- [EXERCISE] What follows is a set of records, each of which is to be written out exactly.

Start STORED DATA

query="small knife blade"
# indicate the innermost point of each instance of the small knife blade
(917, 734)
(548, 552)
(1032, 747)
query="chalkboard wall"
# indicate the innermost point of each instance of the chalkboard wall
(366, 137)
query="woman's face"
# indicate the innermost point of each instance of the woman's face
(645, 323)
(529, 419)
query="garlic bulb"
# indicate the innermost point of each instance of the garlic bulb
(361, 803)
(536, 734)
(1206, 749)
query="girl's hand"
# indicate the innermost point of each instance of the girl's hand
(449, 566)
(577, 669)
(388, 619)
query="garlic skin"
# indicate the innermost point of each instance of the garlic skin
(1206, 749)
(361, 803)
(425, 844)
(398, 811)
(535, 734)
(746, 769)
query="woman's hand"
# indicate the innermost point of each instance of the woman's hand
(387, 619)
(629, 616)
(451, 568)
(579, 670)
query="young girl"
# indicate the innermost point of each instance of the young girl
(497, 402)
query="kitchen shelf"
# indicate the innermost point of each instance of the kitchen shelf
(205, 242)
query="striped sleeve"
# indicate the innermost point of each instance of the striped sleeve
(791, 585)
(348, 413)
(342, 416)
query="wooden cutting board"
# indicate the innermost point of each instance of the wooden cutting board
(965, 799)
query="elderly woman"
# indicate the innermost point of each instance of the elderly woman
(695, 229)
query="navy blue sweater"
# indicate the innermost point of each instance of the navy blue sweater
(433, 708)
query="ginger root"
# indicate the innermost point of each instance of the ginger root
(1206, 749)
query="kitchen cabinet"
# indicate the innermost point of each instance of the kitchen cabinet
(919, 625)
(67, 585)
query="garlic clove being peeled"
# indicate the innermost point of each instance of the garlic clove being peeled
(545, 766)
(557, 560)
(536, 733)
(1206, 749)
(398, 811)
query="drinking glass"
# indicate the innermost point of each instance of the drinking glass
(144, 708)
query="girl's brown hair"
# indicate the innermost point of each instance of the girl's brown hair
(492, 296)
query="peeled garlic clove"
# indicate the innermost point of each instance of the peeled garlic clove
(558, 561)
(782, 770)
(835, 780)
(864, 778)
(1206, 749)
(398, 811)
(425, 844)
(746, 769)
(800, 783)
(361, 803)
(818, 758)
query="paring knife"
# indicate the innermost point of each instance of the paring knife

End STORED DATA

- [WRITTEN REPLY]
query="small knife blade"
# indicate the innermost point of each instance of the small knife blade
(917, 734)
(548, 552)
(1032, 747)
query="chalkboard wall"
# indicate the innermost point of each instance of the chalkboard wall
(366, 137)
query="woman's face"
# indicate the innermost point of each instance of the woman's face
(645, 323)
(529, 419)
query="garlic bulb"
# indicate the innermost point of each instance of the garlic bulb
(361, 803)
(536, 734)
(1206, 749)
query="girl's hand"
# indicate the innermost point of each instance of the girl's hand
(449, 566)
(577, 669)
(388, 619)
query="garlic skin"
# indicate the innermost point of each instance of the garlic skin
(1206, 749)
(361, 803)
(425, 844)
(398, 811)
(535, 734)
(746, 769)
query="woman's hand"
# indicate the innermost point of each instance of the woman's hand
(387, 619)
(629, 616)
(451, 568)
(579, 670)
query="young girl"
# indicate the innermost point of each instance of the young girl
(497, 402)
query="kitchen shelf"
# indicate the innermost point of each instance of the kitchen shelf
(205, 242)
query="striped sleeve"
# indicate the innermost point of each instance of the striped sleeve
(791, 585)
(348, 413)
(342, 416)
query="wooden cutting board"
# indicate the innermost point of each instance of the wooden cutting board
(965, 799)
query="elderly woman"
# indicate the innermost point of each instance of the elderly woman
(695, 229)
query="navy blue sweater"
# indicate the innermost point of each instance of the navy blue sweater
(433, 708)
query="ginger root"
# indicate the innermost point of each instance of the ginger root
(1206, 749)
query="kitchen cabinet"
# indicate the innermost point of each instance of the kitchen cabinet
(919, 625)
(67, 585)
query="garlic clove being peeled"
# indicate the innermost point of each instance of the garlic clove being peeled
(545, 766)
(557, 560)
(536, 733)
(1206, 749)
(398, 811)
query="drinking glass"
# indicate the innermost point of each instance of the drinking glass
(144, 708)
query="girl's brown hair"
# indicate the innermost point of each instance of the girl's brown hair
(492, 296)
query="peeled garlic clove"
# indicate the innermost point of each instance of the peeled garlic clove
(558, 561)
(782, 770)
(835, 780)
(864, 778)
(1206, 749)
(398, 811)
(425, 844)
(746, 769)
(800, 783)
(361, 803)
(818, 758)
query="paring knife"
# indicate the innermost point of each instance of the paring knife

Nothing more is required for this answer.